**Source document:**
########################################

This is a classical training loop for ERM learning in PyTorch, plus some code for handling datasets with bias annotations. This is already implemented for you, so you can launch a training by running the following cell.

In [None]:
trainer = ERMTrainer(config)
trainer()

With the following cell, you can evaluate your model and get a visual evaluation of the model performance across each target class and subgroup.

In [None]:
from JTMD.erm_training import evaluate_model

_, performance_meter = evaluate_model(
    trainer.classifier,
    trainer.test_loader,
    trainer.num_classes,
    trainer.num_groups,
    trainer.criterion,
    config["epoch"],
    device=trainer.device,
    wb=None,
    prefix="test",
    config=config
)

performance_meter.plot_subgroup_metrics(show=True, fontsize=7, figsize=(12, 7))

Now we will see a simple Supervised Approach where we basically upsample bias-conflcting samples by using a WeightedRandomSampler for sampling mini-batches. Moreover, we upweight the loss of bias-conflicting samples and downweight the loss coming from bias-aligned samples. This is possible only when bias annotations are fully available.

########################################

**Provided data:**

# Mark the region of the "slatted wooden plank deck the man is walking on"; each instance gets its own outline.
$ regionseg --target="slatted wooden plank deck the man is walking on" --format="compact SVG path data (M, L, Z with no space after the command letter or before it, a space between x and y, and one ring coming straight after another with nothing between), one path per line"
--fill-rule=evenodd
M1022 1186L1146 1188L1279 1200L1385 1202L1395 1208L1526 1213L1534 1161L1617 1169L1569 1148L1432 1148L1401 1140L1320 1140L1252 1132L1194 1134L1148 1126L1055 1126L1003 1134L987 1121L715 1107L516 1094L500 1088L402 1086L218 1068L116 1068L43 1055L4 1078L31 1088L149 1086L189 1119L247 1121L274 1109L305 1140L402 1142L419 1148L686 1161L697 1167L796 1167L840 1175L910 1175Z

########################################

**What is needed:**
Continue the PyTorch debiasing walkthrough past its final sentence, covering the next step of the supervised approach that upsamples and upweights bias-conflicting samples.

**Answer to this exercise:**
This time, we will ask you to fill in the implementation of a train_loader where mini-batches are sampled so that each subgroup is equally represented in each batch.

In [None]:
import torch

import wandb
from tqdm import tqdm
from torch.utils import data
from JTMD.methods.base_trainer import BaseTrainer
from JTMD.utils.advanced_metrics import AverageMeter, SubgroupMetricsTracker


class NaiveSupervisedTrainer(BaseTrainer):
    def __init__(self, args, **kwargs):
        super().__init__(args, **kwargs)
        self._setup_all()
        self.set_train_loader(self.args)

    def set_train_loader(self, config):
        group_counts: torch.Tensor = (
            (torch.arange(self.num_groups * self.num_classes).unsqueeze(1) == self.train_set.group_array)
            .sum(1)
            .float()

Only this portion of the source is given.